___ SOURCE
Last week, a hacker generated a record-breaking DDoS attack that leveraged browser-based HTTPS requests to try and take down a website.
Internet infrastructure provider Cloudflare reported(Opens in a new window) the incident today, and described it as the largest HTTPS DDoS attack on record at 26 million requests per second (rps). The goal was to overwhelm a customer website with internet traffic and force it offline. However, Cloudflare says it successfully detected and mitigated the attack, which seems to have last for only 30 seconds.
For perspective, the previous record holder was a 17.2 million rps bombardment that Cloudflare detected last August targeting a financial website. At the time, the company also noted it usually serves over 25 million HTTP requests per second on average for the entire Cloudflare network.
______
___ LISTED ENTRIES
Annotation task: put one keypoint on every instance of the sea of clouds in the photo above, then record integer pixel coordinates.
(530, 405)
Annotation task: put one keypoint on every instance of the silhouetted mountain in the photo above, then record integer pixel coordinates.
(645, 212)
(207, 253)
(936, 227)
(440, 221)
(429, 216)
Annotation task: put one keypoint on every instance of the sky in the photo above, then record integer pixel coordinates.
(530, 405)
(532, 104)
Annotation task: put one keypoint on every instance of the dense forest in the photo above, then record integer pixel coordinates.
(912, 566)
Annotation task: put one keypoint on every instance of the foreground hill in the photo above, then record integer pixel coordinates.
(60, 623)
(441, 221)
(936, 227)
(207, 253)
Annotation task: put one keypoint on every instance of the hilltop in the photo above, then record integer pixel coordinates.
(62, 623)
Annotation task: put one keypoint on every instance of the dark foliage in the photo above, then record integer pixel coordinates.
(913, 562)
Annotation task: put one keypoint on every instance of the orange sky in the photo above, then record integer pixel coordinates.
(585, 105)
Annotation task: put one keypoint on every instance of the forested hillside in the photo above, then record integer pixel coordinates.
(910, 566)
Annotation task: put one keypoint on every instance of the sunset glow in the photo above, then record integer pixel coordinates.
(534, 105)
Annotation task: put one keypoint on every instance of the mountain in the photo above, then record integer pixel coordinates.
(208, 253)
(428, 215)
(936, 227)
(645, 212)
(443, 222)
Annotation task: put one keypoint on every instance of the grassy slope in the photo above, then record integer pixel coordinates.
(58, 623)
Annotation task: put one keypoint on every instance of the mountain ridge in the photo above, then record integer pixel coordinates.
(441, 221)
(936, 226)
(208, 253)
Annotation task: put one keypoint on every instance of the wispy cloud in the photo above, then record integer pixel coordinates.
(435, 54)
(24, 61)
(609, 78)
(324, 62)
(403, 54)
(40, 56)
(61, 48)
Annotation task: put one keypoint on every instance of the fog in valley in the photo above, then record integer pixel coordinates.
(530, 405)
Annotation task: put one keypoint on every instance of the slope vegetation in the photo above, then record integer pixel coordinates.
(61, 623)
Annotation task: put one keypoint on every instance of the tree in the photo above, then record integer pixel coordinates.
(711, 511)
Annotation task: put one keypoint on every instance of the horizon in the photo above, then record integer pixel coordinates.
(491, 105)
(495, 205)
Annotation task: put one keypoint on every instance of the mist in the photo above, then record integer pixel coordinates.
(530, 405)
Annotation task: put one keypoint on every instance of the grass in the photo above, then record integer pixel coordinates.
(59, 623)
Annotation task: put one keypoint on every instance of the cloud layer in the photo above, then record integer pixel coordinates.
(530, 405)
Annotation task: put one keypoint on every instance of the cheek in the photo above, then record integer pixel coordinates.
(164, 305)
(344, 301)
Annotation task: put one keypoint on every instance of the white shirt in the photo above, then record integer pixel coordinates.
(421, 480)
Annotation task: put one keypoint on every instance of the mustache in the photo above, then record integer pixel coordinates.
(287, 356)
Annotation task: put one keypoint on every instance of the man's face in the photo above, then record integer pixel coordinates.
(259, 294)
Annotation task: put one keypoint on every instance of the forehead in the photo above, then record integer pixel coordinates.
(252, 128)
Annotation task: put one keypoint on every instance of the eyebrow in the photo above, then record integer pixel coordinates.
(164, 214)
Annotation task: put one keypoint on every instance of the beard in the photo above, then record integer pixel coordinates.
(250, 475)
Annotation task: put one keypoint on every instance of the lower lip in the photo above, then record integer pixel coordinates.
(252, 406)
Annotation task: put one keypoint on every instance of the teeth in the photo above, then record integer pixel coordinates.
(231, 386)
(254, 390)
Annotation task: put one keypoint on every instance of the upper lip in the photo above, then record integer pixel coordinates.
______
- REQUIRED TASK 1 -
Write out the passage of the DDoS article from "For perspective, the" up to and including "entire Cloudflare network.".
- REQUIRED TASK 2 -
Translate this sentence from the DDoS article into Spanish: "The goal was to overwhelm a customer website with internet traffic and force it offline."

- TASK ANSWER 1 -
For perspective, the previous record holder was a 17.2 million rps bombardment that Cloudflare detected last August targeting a financial website. At the time, the company also noted it usually serves over 25 million HTTP requests per second on average for the entire Cloudflare network.

- TASK ANSWER 2 -
El objetivo era saturar el sitio web de un cliente con tráfico de internet y dejarlo fuera de línea.